The following is a list of cast members who voiced or portrayed characters appearing in the Batman films. The list is sorted by film and character, as some characters may have been portrayed by multiple actors.

Actors Lewis Wilson and Robert Lowery first appeared as the character in the serial films, Batman (1943) and Batman and Robin (1949).  While Adam West reprised his role as Batman from the 1960s television series in Batman: The Movie (1966).

In the Burton / Schumacher films, this iteration of the character is first portrayed by Michael Keaton in Batman (1989), Batman Returns (1992) and later would reprise the role in the upcoming DC Extended Universe films The Flash and Batgirl (both 2022).  Actor Val Kilmer would later replace Keaton in the role in Batman Forever (1995) and would also be replaced by George Clooney in Batman & Robin (1997).  The series was later cancelled due to the lukewarm reception to Batman & Robin.
- - - -
◆ What is asked ◆
Rewrite the Batman cast list from "The following is" up to and including "The Movie (1966).", changing "cast members" to "performers". The items after this text are not needed.

◆ Records identifying positions ◆
- - - -
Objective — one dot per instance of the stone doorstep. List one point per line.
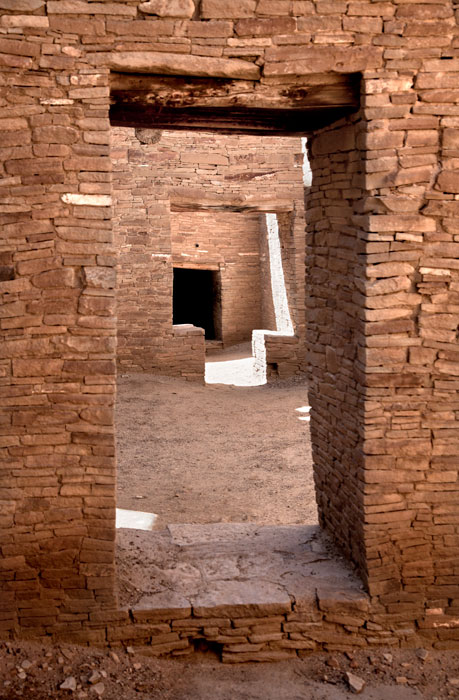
(247, 581)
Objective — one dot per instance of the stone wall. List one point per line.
(229, 242)
(382, 339)
(190, 199)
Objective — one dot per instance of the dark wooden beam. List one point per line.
(281, 122)
(232, 106)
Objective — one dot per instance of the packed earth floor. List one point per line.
(217, 453)
(195, 453)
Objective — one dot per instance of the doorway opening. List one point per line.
(220, 463)
(196, 296)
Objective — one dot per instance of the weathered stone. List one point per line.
(183, 9)
(21, 5)
(174, 64)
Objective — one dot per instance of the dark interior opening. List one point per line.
(196, 300)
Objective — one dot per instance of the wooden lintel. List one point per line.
(327, 90)
(229, 121)
(232, 106)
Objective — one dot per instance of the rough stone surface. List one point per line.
(383, 424)
(183, 9)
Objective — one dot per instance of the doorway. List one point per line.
(196, 300)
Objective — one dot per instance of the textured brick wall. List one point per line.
(230, 242)
(383, 338)
(188, 170)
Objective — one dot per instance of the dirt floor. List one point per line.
(195, 453)
(36, 672)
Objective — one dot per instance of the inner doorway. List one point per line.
(195, 300)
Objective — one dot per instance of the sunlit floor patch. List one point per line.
(135, 519)
(305, 411)
(237, 368)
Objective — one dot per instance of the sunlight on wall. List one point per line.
(307, 174)
(284, 323)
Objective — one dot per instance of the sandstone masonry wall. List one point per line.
(384, 235)
(169, 196)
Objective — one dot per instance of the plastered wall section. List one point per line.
(168, 192)
(384, 235)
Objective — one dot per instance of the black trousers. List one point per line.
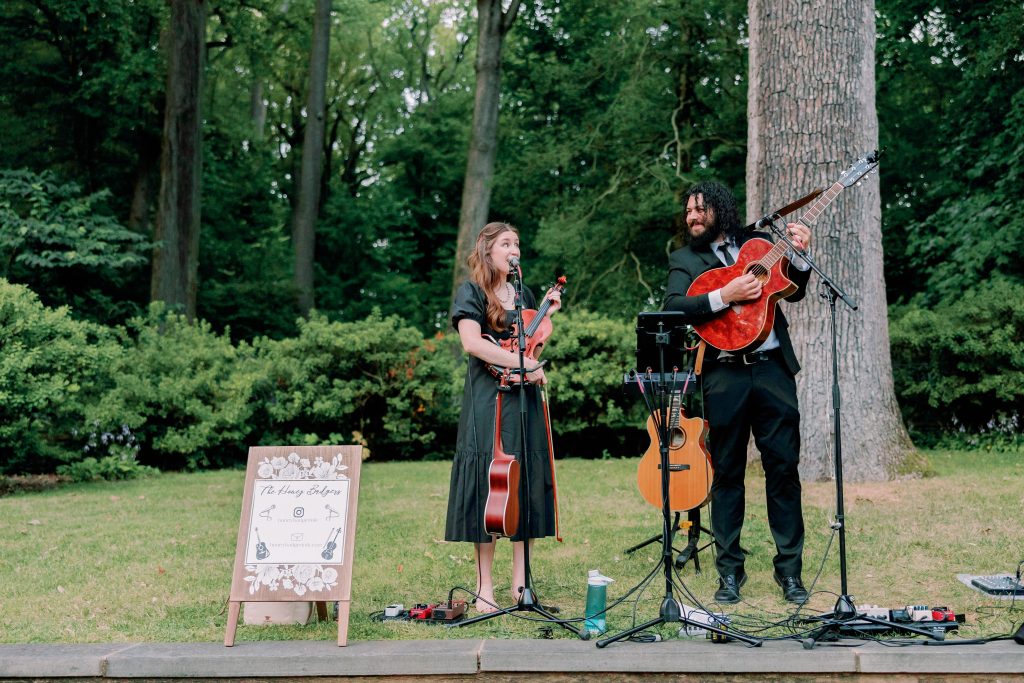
(761, 399)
- - - -
◆ Response to the exercise ◆
The following is a list of performers who voiced or portrayed characters appearing in the Batman films. The list is sorted by film and character, as some characters may have been portrayed by multiple actors.

Actors Lewis Wilson and Robert Lowery first appeared as the character in the serial films, Batman (1943) and Batman and Robin (1949).  While Adam West reprised his role as Batman from the 1960s television series in Batman: The Movie (1966).